— Work request —
From the data below, please reproduce exactly everything from the line that contains "Task: please point out the road" down to the line that contains "Task: please point out the concrete dam", with both ends included.

— Source data —
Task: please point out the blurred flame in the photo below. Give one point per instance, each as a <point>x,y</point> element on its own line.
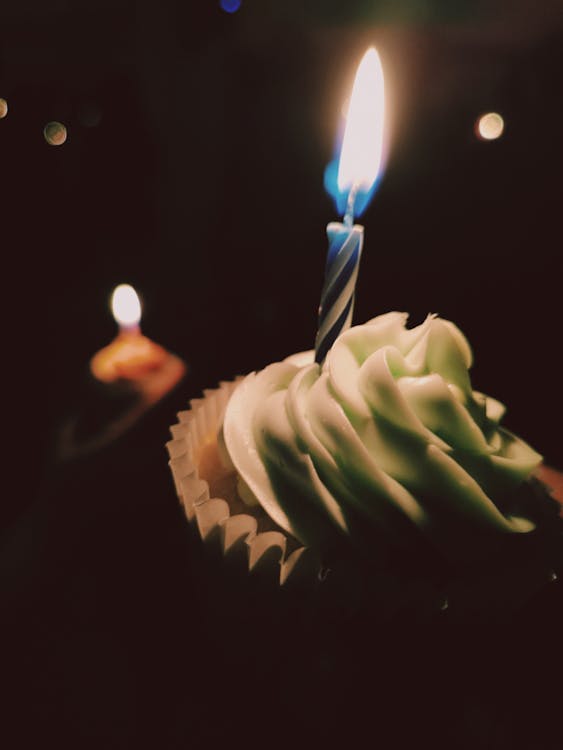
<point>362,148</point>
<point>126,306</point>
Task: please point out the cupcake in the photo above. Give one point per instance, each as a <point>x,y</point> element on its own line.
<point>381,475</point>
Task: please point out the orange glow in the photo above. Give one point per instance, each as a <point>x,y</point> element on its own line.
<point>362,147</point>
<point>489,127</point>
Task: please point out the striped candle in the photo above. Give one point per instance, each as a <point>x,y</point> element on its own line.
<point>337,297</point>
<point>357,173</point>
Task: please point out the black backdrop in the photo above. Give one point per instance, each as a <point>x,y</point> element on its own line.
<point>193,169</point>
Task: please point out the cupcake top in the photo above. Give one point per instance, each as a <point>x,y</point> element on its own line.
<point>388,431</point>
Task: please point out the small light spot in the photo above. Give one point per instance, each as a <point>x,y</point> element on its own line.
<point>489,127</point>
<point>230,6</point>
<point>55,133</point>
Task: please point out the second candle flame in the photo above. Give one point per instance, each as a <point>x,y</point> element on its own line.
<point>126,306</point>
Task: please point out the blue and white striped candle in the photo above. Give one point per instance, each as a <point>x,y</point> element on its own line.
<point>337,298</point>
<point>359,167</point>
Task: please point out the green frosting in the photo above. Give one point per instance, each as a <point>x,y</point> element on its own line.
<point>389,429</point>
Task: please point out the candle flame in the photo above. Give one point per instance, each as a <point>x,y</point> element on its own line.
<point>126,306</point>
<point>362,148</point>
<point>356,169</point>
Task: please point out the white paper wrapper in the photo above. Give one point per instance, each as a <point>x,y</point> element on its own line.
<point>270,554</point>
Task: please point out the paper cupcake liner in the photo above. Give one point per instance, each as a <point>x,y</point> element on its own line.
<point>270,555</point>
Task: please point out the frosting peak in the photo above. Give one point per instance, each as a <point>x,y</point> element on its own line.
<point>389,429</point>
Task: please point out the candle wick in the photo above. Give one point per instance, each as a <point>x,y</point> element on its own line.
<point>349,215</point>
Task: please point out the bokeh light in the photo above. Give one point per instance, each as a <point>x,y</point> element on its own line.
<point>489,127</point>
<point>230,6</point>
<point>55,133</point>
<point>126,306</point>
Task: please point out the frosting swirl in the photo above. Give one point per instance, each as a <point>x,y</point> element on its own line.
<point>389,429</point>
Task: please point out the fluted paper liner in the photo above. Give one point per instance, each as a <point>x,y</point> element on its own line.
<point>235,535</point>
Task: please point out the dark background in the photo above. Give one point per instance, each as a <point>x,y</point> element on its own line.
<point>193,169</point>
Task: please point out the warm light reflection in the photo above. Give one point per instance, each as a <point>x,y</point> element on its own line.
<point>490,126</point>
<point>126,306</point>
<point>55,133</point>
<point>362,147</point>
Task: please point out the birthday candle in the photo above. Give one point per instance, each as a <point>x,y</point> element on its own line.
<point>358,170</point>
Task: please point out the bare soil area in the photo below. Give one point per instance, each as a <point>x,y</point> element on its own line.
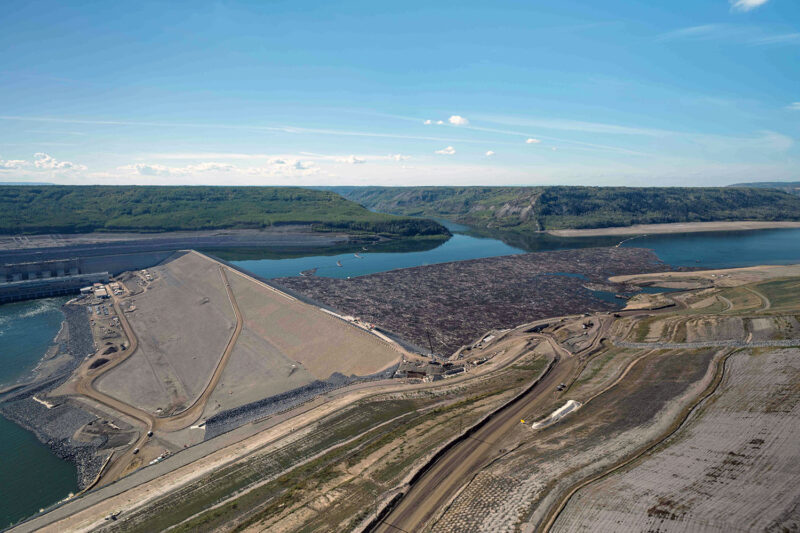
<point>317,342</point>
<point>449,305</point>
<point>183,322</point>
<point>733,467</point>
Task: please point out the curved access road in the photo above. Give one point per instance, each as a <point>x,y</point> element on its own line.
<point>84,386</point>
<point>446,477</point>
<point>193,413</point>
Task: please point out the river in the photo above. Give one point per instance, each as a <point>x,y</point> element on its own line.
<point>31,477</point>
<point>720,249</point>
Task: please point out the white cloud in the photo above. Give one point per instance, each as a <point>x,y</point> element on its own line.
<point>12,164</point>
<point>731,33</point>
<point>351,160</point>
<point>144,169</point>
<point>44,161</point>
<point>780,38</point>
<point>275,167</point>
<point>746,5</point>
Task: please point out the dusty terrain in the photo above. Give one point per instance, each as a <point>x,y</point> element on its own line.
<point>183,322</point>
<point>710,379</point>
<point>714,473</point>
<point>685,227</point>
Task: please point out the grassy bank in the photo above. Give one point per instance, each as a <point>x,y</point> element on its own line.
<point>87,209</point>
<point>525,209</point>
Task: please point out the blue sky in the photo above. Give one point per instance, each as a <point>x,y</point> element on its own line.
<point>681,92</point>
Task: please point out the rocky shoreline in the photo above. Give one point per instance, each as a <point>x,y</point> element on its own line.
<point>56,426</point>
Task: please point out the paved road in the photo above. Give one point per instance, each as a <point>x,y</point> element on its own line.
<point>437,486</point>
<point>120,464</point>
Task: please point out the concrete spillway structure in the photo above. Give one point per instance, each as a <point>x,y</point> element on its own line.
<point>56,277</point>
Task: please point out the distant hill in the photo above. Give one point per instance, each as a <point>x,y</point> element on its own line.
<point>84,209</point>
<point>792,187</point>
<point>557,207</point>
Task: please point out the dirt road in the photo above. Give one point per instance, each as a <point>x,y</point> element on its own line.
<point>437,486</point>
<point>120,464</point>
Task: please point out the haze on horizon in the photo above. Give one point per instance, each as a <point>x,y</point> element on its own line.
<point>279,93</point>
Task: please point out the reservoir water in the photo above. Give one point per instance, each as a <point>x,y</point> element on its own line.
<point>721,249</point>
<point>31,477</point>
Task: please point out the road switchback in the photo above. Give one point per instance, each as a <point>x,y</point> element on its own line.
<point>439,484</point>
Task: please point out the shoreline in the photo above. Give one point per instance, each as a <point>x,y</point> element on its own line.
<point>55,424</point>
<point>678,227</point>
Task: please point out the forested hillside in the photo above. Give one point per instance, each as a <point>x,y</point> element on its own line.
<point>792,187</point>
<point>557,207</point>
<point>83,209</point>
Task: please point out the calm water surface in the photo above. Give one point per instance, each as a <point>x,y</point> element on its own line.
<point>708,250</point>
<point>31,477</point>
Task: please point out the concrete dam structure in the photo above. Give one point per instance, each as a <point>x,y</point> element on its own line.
...
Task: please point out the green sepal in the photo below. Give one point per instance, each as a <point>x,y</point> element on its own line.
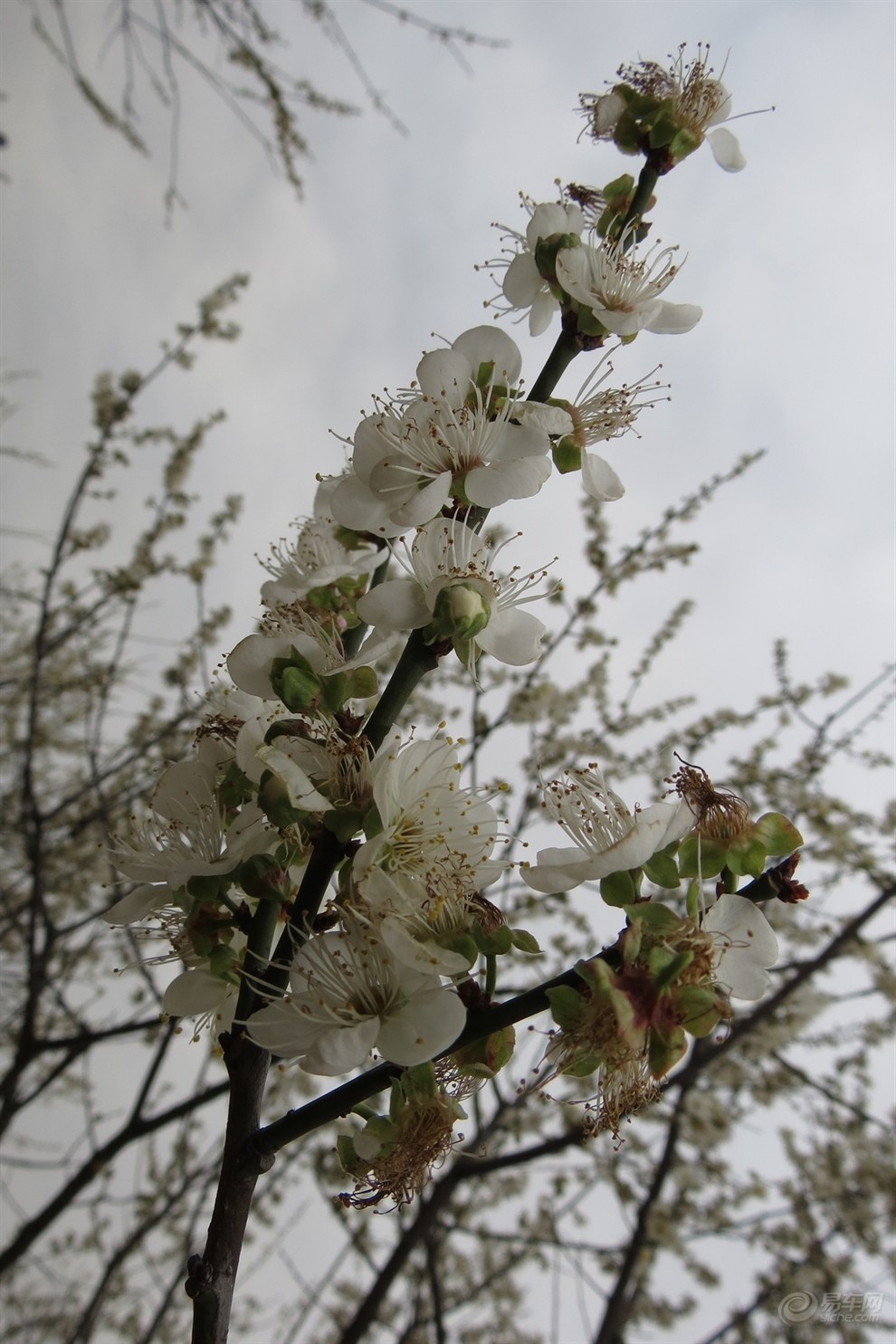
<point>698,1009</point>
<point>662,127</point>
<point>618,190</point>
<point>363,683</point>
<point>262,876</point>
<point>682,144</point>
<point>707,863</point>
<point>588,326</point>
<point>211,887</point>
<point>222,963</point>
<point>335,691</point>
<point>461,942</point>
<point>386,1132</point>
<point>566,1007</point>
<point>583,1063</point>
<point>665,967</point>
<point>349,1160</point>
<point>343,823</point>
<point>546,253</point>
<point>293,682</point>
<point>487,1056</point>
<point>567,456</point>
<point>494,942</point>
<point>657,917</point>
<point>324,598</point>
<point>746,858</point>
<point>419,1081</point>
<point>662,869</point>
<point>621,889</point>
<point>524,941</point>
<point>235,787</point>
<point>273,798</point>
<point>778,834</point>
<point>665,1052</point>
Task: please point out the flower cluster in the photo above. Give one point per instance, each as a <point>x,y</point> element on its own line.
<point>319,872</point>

— Expected answer —
Task: please point out the road switchback in the photo above. Give one point per instance, each as a <point>x,y</point> element on its own line.
<point>439,484</point>
Task: please point out the shoreline in the photo above. Give one point per instance, each as a <point>x,y</point> element on its own line.
<point>55,424</point>
<point>678,227</point>
Task: please point out the forested hillside in the photo above. Give one point per instance, each as a <point>x,y</point> element on its own line.
<point>792,187</point>
<point>557,207</point>
<point>83,209</point>
Task: please point out the calm water surface in the photo above. Give one point per instance, each as a <point>x,y</point> element on its own line.
<point>708,250</point>
<point>31,477</point>
Task: please point out the concrete dam structure in the photo above. Give one point per instance, each as a <point>x,y</point> element on its own line.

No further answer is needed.